EXERCISE DESCRIPTION
Copy out every line in the material below that contains the word "road". A match counts only if its capitalization is the same.

Excerpts from point annotation data

════

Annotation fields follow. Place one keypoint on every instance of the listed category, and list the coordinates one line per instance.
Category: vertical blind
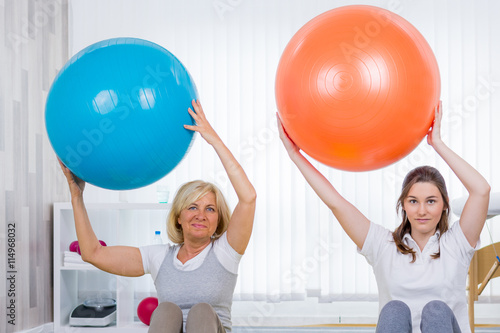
(232, 48)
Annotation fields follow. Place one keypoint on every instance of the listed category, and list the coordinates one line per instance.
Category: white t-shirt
(426, 279)
(153, 256)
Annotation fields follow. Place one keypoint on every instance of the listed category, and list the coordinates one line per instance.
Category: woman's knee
(397, 307)
(202, 309)
(170, 308)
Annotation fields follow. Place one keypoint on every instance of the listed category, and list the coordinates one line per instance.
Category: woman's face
(199, 219)
(424, 206)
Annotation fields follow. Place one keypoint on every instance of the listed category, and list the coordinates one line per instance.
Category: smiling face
(199, 219)
(424, 206)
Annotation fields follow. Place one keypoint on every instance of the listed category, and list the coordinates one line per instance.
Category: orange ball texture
(356, 88)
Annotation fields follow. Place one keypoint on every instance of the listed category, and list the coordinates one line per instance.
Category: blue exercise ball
(116, 110)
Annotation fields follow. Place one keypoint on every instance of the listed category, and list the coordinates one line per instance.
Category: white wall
(33, 47)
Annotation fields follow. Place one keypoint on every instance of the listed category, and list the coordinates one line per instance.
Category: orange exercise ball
(356, 88)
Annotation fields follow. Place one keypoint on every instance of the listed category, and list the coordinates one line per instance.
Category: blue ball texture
(115, 113)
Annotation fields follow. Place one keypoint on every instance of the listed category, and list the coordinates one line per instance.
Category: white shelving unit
(131, 224)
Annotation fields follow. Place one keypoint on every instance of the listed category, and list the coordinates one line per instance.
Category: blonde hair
(186, 195)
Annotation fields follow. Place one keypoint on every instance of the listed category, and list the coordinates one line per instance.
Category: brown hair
(186, 195)
(423, 174)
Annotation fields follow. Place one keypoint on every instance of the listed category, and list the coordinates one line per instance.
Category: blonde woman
(195, 278)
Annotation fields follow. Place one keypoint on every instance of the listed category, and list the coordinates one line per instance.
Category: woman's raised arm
(476, 207)
(120, 260)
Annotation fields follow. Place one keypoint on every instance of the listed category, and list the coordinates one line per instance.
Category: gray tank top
(210, 283)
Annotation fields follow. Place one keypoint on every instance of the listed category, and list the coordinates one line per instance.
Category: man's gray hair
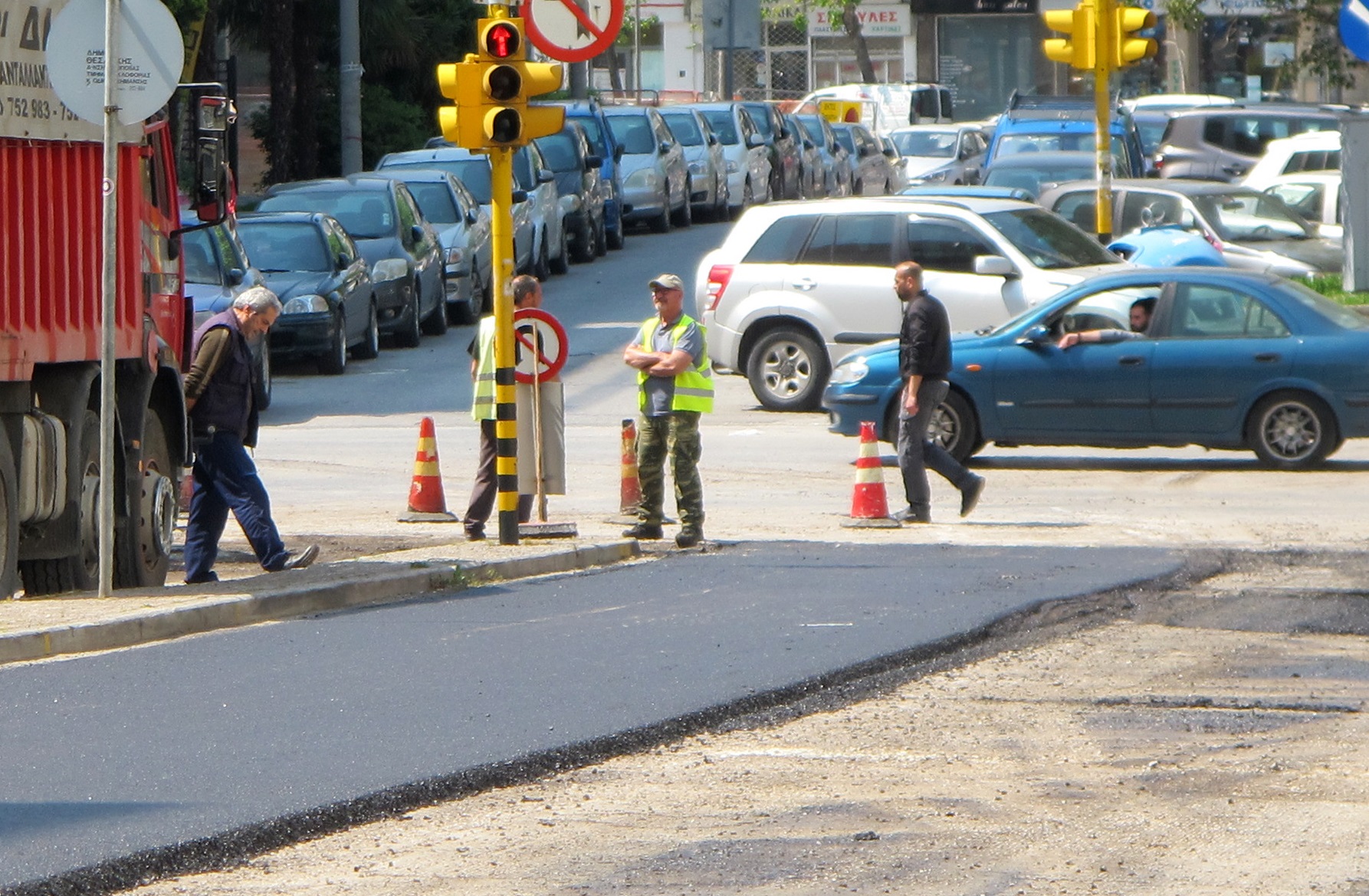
(258, 300)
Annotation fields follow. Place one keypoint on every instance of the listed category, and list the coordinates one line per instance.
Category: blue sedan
(1229, 360)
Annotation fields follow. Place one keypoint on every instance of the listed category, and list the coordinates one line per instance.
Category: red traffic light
(501, 40)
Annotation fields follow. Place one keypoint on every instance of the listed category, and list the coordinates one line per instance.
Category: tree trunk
(852, 24)
(280, 22)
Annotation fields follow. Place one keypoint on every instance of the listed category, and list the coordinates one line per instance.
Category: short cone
(632, 489)
(426, 498)
(870, 504)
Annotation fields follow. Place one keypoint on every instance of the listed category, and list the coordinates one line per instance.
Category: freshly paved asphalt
(107, 756)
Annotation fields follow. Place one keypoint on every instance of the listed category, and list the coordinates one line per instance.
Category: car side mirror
(994, 266)
(1036, 336)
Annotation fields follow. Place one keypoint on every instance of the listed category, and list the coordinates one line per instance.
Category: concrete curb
(395, 583)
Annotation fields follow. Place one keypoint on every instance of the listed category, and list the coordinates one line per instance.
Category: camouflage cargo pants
(677, 435)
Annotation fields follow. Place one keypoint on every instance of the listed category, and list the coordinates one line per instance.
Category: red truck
(51, 248)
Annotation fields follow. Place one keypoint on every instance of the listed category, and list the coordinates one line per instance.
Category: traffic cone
(870, 504)
(426, 500)
(630, 490)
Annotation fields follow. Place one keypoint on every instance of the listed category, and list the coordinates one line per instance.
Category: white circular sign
(151, 55)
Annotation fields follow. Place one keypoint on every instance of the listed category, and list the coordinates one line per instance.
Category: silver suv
(797, 285)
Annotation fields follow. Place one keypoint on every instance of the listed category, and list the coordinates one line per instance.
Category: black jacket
(924, 338)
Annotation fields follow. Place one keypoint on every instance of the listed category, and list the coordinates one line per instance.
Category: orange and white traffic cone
(630, 490)
(870, 504)
(428, 504)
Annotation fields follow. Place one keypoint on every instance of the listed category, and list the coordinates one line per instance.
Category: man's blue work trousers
(226, 479)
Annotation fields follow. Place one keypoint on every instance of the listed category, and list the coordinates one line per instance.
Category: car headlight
(304, 305)
(389, 270)
(852, 371)
(644, 179)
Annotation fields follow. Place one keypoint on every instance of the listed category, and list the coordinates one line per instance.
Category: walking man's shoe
(303, 559)
(689, 538)
(970, 495)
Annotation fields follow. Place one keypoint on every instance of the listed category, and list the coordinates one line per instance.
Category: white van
(886, 107)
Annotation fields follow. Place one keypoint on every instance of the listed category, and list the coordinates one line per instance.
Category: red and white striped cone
(870, 504)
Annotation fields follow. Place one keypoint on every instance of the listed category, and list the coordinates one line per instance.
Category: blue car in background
(1231, 360)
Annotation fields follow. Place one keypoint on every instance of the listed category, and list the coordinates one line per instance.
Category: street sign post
(571, 31)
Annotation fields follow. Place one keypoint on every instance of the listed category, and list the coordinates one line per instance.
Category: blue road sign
(1354, 28)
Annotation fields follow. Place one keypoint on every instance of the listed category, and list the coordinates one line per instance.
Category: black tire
(370, 346)
(262, 385)
(409, 333)
(143, 542)
(81, 571)
(541, 266)
(787, 369)
(684, 216)
(585, 242)
(1292, 430)
(8, 520)
(333, 362)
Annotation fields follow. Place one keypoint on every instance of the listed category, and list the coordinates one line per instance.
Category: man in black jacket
(224, 420)
(923, 364)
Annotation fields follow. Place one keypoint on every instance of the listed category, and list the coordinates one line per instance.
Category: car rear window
(782, 241)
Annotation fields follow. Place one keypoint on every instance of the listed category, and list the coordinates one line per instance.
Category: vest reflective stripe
(693, 386)
(482, 402)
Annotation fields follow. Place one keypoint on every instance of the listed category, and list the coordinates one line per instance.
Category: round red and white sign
(573, 31)
(540, 345)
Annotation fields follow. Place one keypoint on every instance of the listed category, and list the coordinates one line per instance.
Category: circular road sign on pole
(541, 345)
(573, 31)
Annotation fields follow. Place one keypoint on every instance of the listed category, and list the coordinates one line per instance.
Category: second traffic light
(492, 89)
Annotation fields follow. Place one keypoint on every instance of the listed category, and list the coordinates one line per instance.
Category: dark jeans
(675, 435)
(226, 479)
(916, 453)
(486, 486)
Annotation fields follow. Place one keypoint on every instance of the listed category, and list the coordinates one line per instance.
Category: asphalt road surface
(141, 750)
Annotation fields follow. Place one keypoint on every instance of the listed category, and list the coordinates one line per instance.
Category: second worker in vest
(675, 386)
(527, 293)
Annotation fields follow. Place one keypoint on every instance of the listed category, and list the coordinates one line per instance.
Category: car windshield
(366, 215)
(1249, 216)
(595, 133)
(684, 129)
(1032, 179)
(722, 123)
(284, 247)
(435, 203)
(931, 144)
(634, 133)
(559, 152)
(473, 172)
(1048, 240)
(760, 114)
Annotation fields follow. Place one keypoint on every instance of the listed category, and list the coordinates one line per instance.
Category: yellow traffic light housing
(1079, 48)
(1127, 47)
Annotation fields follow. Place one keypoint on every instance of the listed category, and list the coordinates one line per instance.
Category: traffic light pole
(1102, 115)
(505, 399)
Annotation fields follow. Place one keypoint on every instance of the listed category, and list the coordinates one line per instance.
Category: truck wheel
(8, 521)
(143, 542)
(81, 571)
(787, 369)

════

THE ANSWER
Category: blue road sign
Category: circular road sign on pole
Category: asphalt road surface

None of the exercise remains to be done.